TASK REQUIREMENTS
Each entry below is to be printed verbatim.

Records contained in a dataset

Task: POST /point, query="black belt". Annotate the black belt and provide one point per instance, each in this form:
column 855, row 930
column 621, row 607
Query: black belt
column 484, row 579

TASK SOLUTION
Task: POST /point, query="black belt". Annotate the black belt and provide one point per instance, each in this form:
column 855, row 930
column 621, row 607
Query: black belt
column 484, row 579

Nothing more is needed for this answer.